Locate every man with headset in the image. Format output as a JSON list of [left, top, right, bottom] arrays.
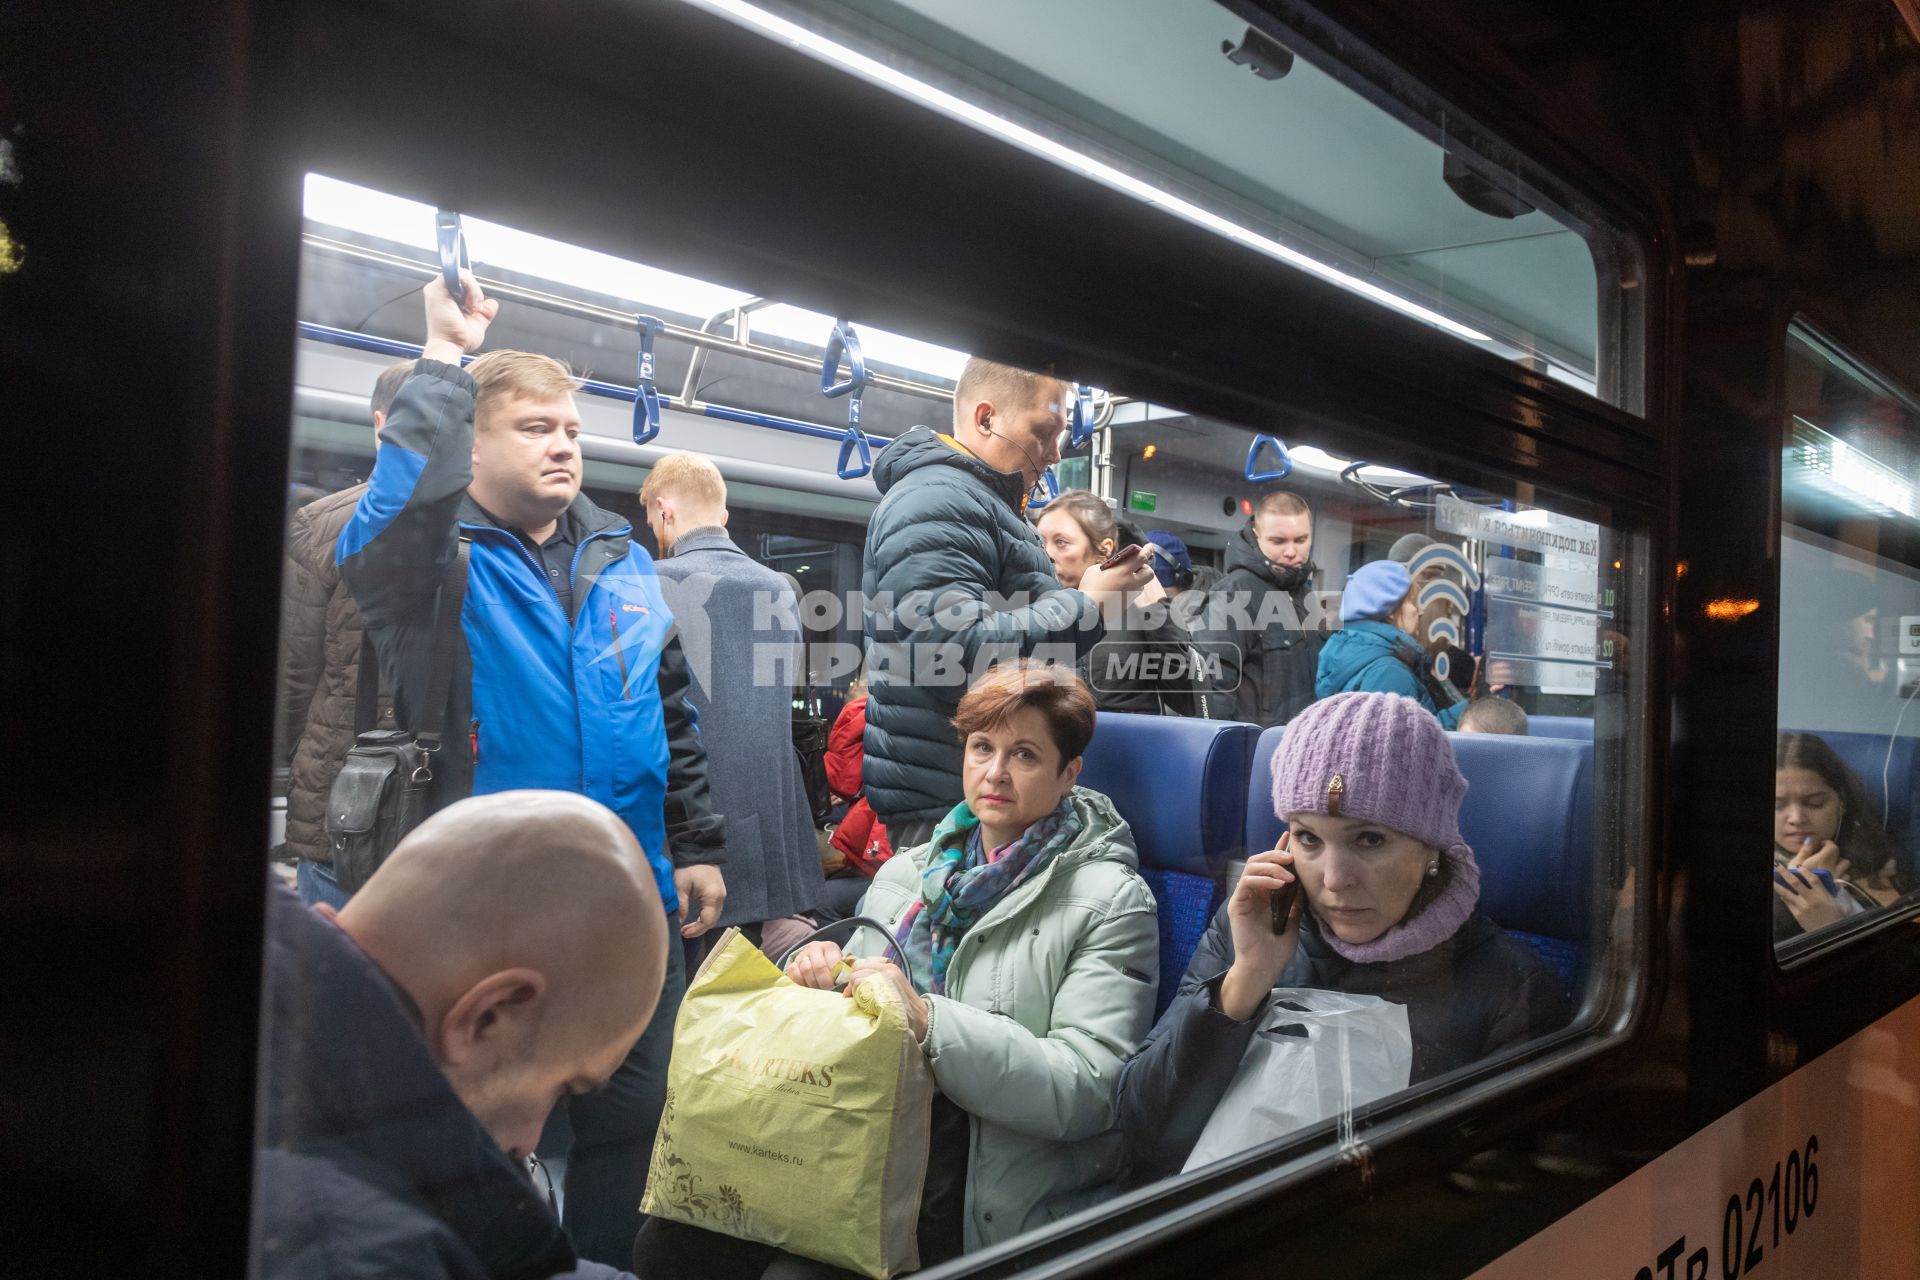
[[859, 357, 1153, 849]]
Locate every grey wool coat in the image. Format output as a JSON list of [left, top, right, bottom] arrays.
[[654, 528, 823, 925]]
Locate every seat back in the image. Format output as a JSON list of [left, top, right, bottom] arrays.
[[1245, 724, 1289, 857], [1529, 715, 1595, 741], [1079, 713, 1258, 1013], [1448, 734, 1595, 995]]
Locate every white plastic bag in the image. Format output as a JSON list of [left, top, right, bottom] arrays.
[[1182, 988, 1413, 1172]]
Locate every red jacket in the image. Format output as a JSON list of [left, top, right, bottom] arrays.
[[827, 698, 893, 878]]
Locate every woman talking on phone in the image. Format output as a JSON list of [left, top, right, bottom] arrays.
[[1115, 691, 1568, 1182], [1034, 489, 1199, 715], [1772, 731, 1906, 939]]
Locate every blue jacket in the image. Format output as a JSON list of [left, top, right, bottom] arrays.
[[1315, 620, 1467, 728], [338, 360, 722, 911], [255, 889, 633, 1280]]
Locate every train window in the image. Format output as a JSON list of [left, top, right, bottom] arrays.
[[1773, 321, 1920, 958], [687, 0, 1643, 409], [261, 169, 1647, 1276]]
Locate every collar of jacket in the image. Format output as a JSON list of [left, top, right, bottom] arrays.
[[1339, 617, 1426, 657], [260, 891, 577, 1280], [1226, 524, 1317, 595], [921, 786, 1139, 938], [872, 424, 1030, 513], [457, 490, 630, 542], [666, 526, 739, 557]]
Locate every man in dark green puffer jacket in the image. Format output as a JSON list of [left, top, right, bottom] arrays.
[[861, 358, 1155, 846]]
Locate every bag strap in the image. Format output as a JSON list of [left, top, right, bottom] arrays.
[[415, 540, 470, 753], [353, 631, 381, 736], [776, 914, 919, 994]]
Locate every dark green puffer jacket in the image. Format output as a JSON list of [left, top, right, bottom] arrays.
[[861, 427, 1104, 821]]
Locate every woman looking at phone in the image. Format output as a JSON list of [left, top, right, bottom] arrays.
[[1035, 489, 1198, 715], [1773, 732, 1906, 938], [1115, 692, 1567, 1182]]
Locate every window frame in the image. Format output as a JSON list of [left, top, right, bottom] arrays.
[[1769, 313, 1920, 973]]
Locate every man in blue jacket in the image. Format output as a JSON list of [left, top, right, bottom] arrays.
[[338, 272, 726, 1266]]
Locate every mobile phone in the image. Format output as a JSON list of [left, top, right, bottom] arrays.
[[1098, 543, 1146, 572], [1269, 878, 1301, 933], [1774, 867, 1839, 895]]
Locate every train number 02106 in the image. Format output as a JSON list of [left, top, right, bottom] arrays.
[[1718, 1135, 1819, 1279]]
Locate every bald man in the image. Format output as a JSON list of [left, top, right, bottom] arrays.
[[254, 791, 667, 1280]]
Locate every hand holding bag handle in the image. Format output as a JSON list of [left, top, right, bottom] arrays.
[[778, 915, 919, 994]]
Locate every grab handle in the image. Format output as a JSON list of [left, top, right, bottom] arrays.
[[435, 209, 470, 305], [633, 314, 665, 445], [1244, 434, 1292, 482]]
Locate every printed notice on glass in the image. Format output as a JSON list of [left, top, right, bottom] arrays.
[[1438, 495, 1608, 696]]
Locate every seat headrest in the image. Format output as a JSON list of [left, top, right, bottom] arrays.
[[1529, 716, 1595, 741], [1448, 734, 1594, 940], [1079, 713, 1257, 876], [1787, 729, 1920, 846]]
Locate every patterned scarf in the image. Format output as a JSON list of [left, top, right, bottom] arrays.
[[894, 796, 1082, 996]]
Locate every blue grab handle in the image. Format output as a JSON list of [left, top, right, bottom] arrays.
[[1071, 385, 1094, 448], [836, 427, 874, 480], [633, 314, 665, 445], [1026, 467, 1062, 510], [1245, 434, 1292, 482], [821, 320, 868, 398], [435, 209, 470, 305]]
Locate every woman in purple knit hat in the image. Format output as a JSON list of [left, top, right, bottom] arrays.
[[1115, 691, 1568, 1182]]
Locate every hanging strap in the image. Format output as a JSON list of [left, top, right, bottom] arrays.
[[415, 540, 471, 753]]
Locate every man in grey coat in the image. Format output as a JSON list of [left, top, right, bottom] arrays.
[[643, 453, 823, 952]]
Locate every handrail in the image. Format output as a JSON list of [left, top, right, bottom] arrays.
[[1245, 434, 1292, 482], [633, 315, 664, 445], [1071, 385, 1095, 448], [302, 232, 954, 403], [296, 322, 894, 457], [434, 210, 469, 305]]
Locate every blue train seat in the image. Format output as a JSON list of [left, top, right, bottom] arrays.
[[1528, 715, 1596, 741], [1244, 723, 1593, 997], [1784, 728, 1920, 856], [1079, 713, 1258, 1014], [1449, 734, 1595, 996]]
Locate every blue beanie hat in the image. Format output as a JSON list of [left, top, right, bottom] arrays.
[[1143, 531, 1195, 589], [1341, 560, 1413, 623]]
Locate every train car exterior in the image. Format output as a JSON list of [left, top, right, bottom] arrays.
[[3, 1, 1918, 1278]]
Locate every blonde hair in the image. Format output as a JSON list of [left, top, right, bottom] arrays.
[[639, 452, 728, 511], [466, 349, 579, 423], [953, 356, 1068, 423]]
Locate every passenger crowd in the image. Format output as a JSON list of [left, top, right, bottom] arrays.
[[262, 270, 1595, 1278]]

§

PROBLEM TO WORK ON:
Please give the entries above again exactly as written, leaving out any pictures.

RESPONSE TO THIS EXERCISE:
Locate every man with headset in the image. Format output as a JSON list of [left, top, right, bottom] arrays.
[[859, 357, 1153, 849]]
Locate every grey wool coat in the image. Format output as a JSON list of [left, top, right, bottom] arrays.
[[654, 528, 823, 925]]
Locate every seat back in the image. Format output as a JSON list of [left, top, right, bottom] arrays.
[[1245, 724, 1289, 857], [1529, 715, 1595, 741], [1079, 713, 1258, 1013], [1448, 734, 1595, 995]]
Locate every white plastic bag in the image. Format output as a JSON list of [left, top, right, bottom] arrays.
[[1182, 988, 1413, 1172]]
Locate every red jacket in the image. Format output as a JSON list of [left, top, right, bottom] arrays.
[[827, 698, 893, 878]]
Locate every woman talking on phone in the image. Format output as a JSON list of [left, top, right, bottom] arrays.
[[1115, 691, 1568, 1182], [1034, 489, 1199, 715], [1772, 731, 1906, 939]]
Locate every blue jacket in the image. Format output as a JSON list of [left, top, right, bottom] arrays.
[[1315, 620, 1467, 728], [338, 360, 722, 911], [255, 889, 633, 1280]]
Locate every train window in the image. Format output as a JSON list of [left, top, right, bottom] arrays.
[[1773, 321, 1920, 958], [687, 0, 1643, 409], [261, 169, 1647, 1276]]
Locate every collar of jacket in the image. Format output as a JSON list of [left, top, right, bottom] arrays.
[[1339, 617, 1426, 657], [260, 891, 577, 1280], [1226, 524, 1317, 595], [921, 786, 1139, 938], [872, 424, 1030, 513], [457, 490, 630, 542], [666, 526, 739, 557]]
Locate every man in dark green puffer jacket in the image. Format output as a JSON list of [left, top, right, bottom] arrays.
[[861, 358, 1155, 846]]
Locate every bag strap in the image. Format output as a JSON list of [left, top, right, bottom] arrays.
[[415, 540, 470, 753], [353, 631, 381, 736], [776, 914, 919, 994]]
Locate every dark green puffer jacket in the image. Format output as a JSON list of [left, top, right, bottom] arrays.
[[861, 427, 1104, 821]]
Locate every woman looking at phone in the image. Format output as a JSON list of [left, top, right, bottom] arrays.
[[1035, 489, 1198, 715], [1773, 732, 1906, 938], [1115, 692, 1567, 1182]]
Locate every window frame in the image. Format output as a JSON list of [left, top, right, bottom] arrays.
[[1769, 313, 1920, 973]]
Locate every man in blue jacket in the image. Format output as a JSON list of [left, top, right, bottom] arrays.
[[338, 272, 726, 1266]]
Locate every mobile phone in the image. Format output as a JSON list of [left, top, right, bottom] arrays.
[[1098, 543, 1146, 572], [1269, 878, 1301, 933], [1774, 867, 1839, 895]]
Locate every train number 02106 in the image. Format output as a JSON list of [left, top, right, bottom] arrays.
[[1718, 1135, 1819, 1279]]
Locate every bald man in the image. Format output as a JSON list of [left, top, right, bottom] arrays.
[[254, 791, 667, 1280]]
Locate every hand holding bag handle in the image. Format output as a JSON list of [left, top, right, bottom] arrays.
[[778, 915, 919, 994]]
Locate every grab handle in the image. Format output as a JSON list of [left, top, right, bottom] arrays.
[[435, 209, 470, 305], [633, 314, 665, 445], [1244, 434, 1292, 482]]
Locate every printed notice on glass in the image. Format output as a JSON list of [left, top, right, bottom] arrays.
[[1438, 495, 1608, 696]]
Locate every seat headrest in the image. Format output as a JSON list of [left, top, right, bottom] arrays.
[[1529, 716, 1595, 741], [1448, 734, 1594, 940], [1079, 713, 1257, 876], [1787, 729, 1920, 846]]
Locate every patterned scarf in the image. Format output as a JSON list of [left, top, right, bottom] arrays.
[[894, 796, 1082, 996]]
Locate every blue grab handle in the image. Format output as a JSON list of [left, top, right, bottom] arrays.
[[1071, 385, 1094, 448], [836, 427, 874, 480], [633, 314, 665, 445], [1026, 467, 1062, 510], [1245, 434, 1292, 482], [821, 320, 868, 398], [435, 209, 470, 305]]
Locate every woman in purple knit hat in the image. Format output as a JSON list of [left, top, right, bottom] arrays.
[[1115, 691, 1568, 1182]]
Locate every hanging strap in the image. Format output as a JSON list of [left, top, right, bottom] arrays.
[[415, 540, 471, 753]]
Locate every man in grey coat in the image. Format output as a JSON list of [left, top, right, bottom] arrays.
[[643, 453, 823, 952]]
Locate every handrail in the image. Format output as a JSON list of [left, top, right, bottom] arrays.
[[1245, 434, 1292, 482], [633, 315, 664, 445], [1071, 385, 1095, 448], [302, 232, 954, 403], [296, 322, 894, 457], [434, 210, 469, 305]]
Locate every blue train seat in the image. Format output as a JSON list of [left, top, right, bottom] arrays.
[[1528, 715, 1596, 741], [1244, 723, 1593, 997], [1784, 728, 1920, 856], [1079, 713, 1258, 1014], [1449, 734, 1595, 996]]
Locate every blue beanie hat in the image. Format output as a JSON list of [left, top, right, bottom] arrays.
[[1143, 531, 1195, 589], [1341, 560, 1413, 623]]
Locate every train car exterior in the image. Format output as a JSON list of [left, top, right, bottom] arrays.
[[3, 1, 1918, 1278]]
Locate every blonde hair in the image. Format output as a JSON list of [left, top, right, bottom] arrays.
[[639, 452, 728, 511], [466, 349, 579, 423], [953, 356, 1068, 423]]
Locate every passenger crowd in the image. Format output as a JSON list of [left, top, right, bottom] arrays.
[[262, 270, 1595, 1278]]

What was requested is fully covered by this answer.